• Domande
1. Ripeti il passo del testo su Matteo Renzi che comincia con "La riforma costituzionale" e termina con "del Governo Draghi.".
2. Rispondi in breve a queste domande sul testo su Matteo Renzi.
(a) Da quali cariche si dimette Renzi dopo la vittoria del NO?
(b) In quale assemblea diventa parlamentare?
(c) Quanto raccoglie nella realtà il suo nuovo partito di centro?

• Testo

Accade 5 anni fa: l'abbandono (mai avvenuto) della politica da parte di Matteo Renzi

"Se perdo il referendum lascio la politica" Parole non mie ma dell'allora presidente del consiglio e segretario del Partito Democratico Matteo Renzi il quale in uno dei suoi tanti deliri di onnipotenza (al tempo molto frequenti in quanto era oggetto di numerose sviolinate dalla stampa) decise di personalizzare eccessivamente un referendum costituzionale di cui si sapeva ben poco e si cui molti italiani non erano nemmeno tanto informati.

La strategia di personalizzazione ha avuto un effetto boomerang. Contro ogni previsione della stampa e dei sondaggisti (ci sarebbe da interrogarsi sulle modalità dei sondaggi politici) stravince il NO.
La riforma costituzionale viene respinta, Renzi sembra dar atto alla sua promessa di abbandonare la politica e rassegna le dimissioni sia da Presidente del Consiglio che da segretario del PD.
Pochi mesi dopo il Matteuccio di Rignano tradisce la sua promessa ridiventando segretario del Partito Democratico e spedendo il partito del centro sinistra al massacro delle elezioni del 2018 dove tocca il minimo storico.

Renzi non abbandona la politica anzi! Diventa parlamentare, precisamente nello stesso Senato che lui stesso voleva abolire, fa saltare le trattative tra  PD e 5 Stelle per far nascere un nuovo governo, spedendo i pentastellati tra le braccia della Lega. Dopo un anno promuove la nascita del secondo Governo Conte e ne scatena la crisi in piena pandemia, portando alla nascita del Governo Draghi.

Intanto fonda un nuovo partito di centro che a detta dei giornaloni e dei sondaggisti doveva raccogliere almeno un 10% prevalentemente da delusi dal PD e dei 5 Stelle, ma nella realtà non raccoglie più del 2%.

• Materiale raccolto
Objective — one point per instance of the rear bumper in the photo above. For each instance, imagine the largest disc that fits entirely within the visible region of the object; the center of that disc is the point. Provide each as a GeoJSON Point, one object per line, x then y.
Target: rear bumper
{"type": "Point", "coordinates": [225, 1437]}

• Risposte per numero
1.
La riforma costituzionale viene respinta, Renzi sembra dar atto alla sua promessa di abbandonare la politica e rassegna le dimissioni sia da Presidente del Consiglio che da segretario del PD.
Pochi mesi dopo il Matteuccio di Rignano tradisce la sua promessa ridiventando segretario del Partito Democratico e spedendo il partito del centro sinistra al massacro delle elezioni del 2018 dove tocca il minimo storico.

Renzi non abbandona la politica anzi! Diventa parlamentare, precisamente nello stesso Senato che lui stesso voleva abolire, fa saltare le trattative tra  PD e 5 Stelle per far nascere un nuovo governo, spedendo i pentastellati tra le braccia della Lega. Dopo un anno promuove la nascita del secondo Governo Conte e ne scatena la crisi in piena pandemia, portando alla nascita del Governo Draghi.

2.
(a) Da Presidente del Consiglio e da segretario del PD.
(b) Nel Senato.
(c) Non più del 2%.